(Text excerpt):
****
Why does execution start at main()?

G

glen herrmannsfeldt

Probably as a lame compensation for not providing a decent hierarchical
file system. Such a file could be considered as a poor surogate of a
directory.

Well, yes, there is that. Though the 44 character names were
long enough for fake hierarchy in many cases.

Still, the idea of keeping related programs together in one
file seems useful. Unix has ar files for libraries.

Though #include files tend to be in a directory structure
as separate files.

-- glen
 
C

CBFalconer

Dan said:
Probably as a lame compensation for not providing a decent
hierarchical file system. Such a file could be considered as a
poor surogate of a directory.

Back in CP/M days, shortly after .LBR files appeared, people began
packing executables into them. Then the LRUN program appeared, to
extract and run a particular component from COMMAND.LBR. Even
later my CCPLUS incorporated that function, together with a search
path, into the 'shell'. Similar things were done with interpreted
executables, using PCDS.LBR. I had systems using the same format
as conventional searchable libraries for object code modules.
There is very little new under the sun.

All these packages provided a convenient way to supply a set of
utilities to the user.

Those interested can explore the download/cpm/ area of my site,
below.
 
M

Mark McIntyre

Though #include files tend to be in a directory structure
as separate files.

if anyone remembers VMS, they'll recall that all the system headers were in
a text library, a file with a .tlb extension. The C compiler knew
automagically how to read out the relevant block of data at runtime.
 
G

glen herrmannsfeldt

Mark said:
On Tue, 18 May 2004 18:43:05 GMT, in comp.lang.c , glen herrmannsfeldt
if anyone remembers VMS, they'll recall that all the system headers were in
a text library, a file with a .tlb extension. The C compiler knew
automagically how to read out the relevant block of data at runtime.

Someday I might have a running MicroVAX running VMS,
and some compilers under the hobbyist license.

I did some C under VMS many years ago. The most interesting
one is the messages you get out from exit() for arguments
other than 0. I had a program with exit(8) and it took
me a while to understand the message that came out.

-- glen
 
D

Dan Pop

In said:
Still, the idea of keeping related programs together in one
file seems useful. Unix has ar files for libraries.

Though #include files tend to be in a directory structure
as separate files.

ar files are for linker consumption, while header files are for compiler
and human consumption. Furthermore, there is no one-to-one correspondence
between them. So, the different handling makes sense.

The Unix model is quite popular on non-Unix systems, too, except that
ar files are called, usually, libraries (ar stands for "archiver" and the
..a suffix for "archive").

Another Unix oddity is the usage of the "lib" *prefix* in the name of
archives built for linker consumption: this prefix is omitted, along
with the .a suffix, when the linker is asked to search a library using
the -l option: to include libm.a in the linking process (it contains
the <math.h> stuff and is not searched by default) you have to use
the -lm option.

Dan
 
W

-wombat-

Beni said:
I have been programming in C for about a year now. It sounds silly,
but I never took the time to question why a C(or C++ or Java) program
execution begins only at the main(). Is it a convention or is there
some deeper underlying reason?
****
(Excerpted data):

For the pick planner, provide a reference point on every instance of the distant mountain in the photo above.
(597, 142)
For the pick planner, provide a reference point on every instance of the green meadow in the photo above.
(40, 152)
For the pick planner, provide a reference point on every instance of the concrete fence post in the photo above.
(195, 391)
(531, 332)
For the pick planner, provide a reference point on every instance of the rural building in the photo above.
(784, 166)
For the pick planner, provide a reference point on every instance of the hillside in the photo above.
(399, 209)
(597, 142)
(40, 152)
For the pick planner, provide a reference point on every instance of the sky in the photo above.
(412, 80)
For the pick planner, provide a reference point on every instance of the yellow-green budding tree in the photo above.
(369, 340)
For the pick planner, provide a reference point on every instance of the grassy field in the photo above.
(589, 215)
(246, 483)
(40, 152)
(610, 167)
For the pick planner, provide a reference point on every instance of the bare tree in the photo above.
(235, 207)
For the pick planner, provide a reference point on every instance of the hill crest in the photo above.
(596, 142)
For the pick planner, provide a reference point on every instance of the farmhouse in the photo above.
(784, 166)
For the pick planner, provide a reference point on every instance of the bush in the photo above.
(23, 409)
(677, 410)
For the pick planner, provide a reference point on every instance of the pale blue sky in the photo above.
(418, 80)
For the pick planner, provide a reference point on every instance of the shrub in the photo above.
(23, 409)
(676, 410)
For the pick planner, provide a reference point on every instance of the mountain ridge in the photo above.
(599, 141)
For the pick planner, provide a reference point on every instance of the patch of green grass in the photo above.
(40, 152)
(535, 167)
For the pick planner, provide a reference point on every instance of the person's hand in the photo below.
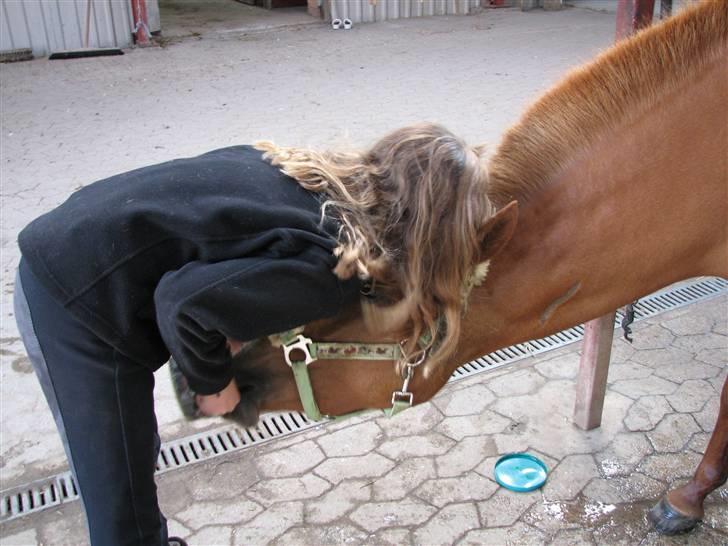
****
(Stated task):
Do these statements agree with the thread on why execution starts at main()? For each, answer yes or no and quote the words from the thread that decide it.
1. Linking libm.a requires the -lm option.
2. Under VMS, the system headers were kept as separate files in a directory.
3. The LRUN program extracted and ran a component from COMMAND.LBR.
Use only the thread on why execution starts at main(), not the entries.

(Response):
1. Yes: "you have to use the -lm option."
2. No: "all the system headers were in a text library, a file with a .tlb extension"
3. Yes: "Then the LRUN program appeared, to extract and run a particular component from COMMAND.LBR."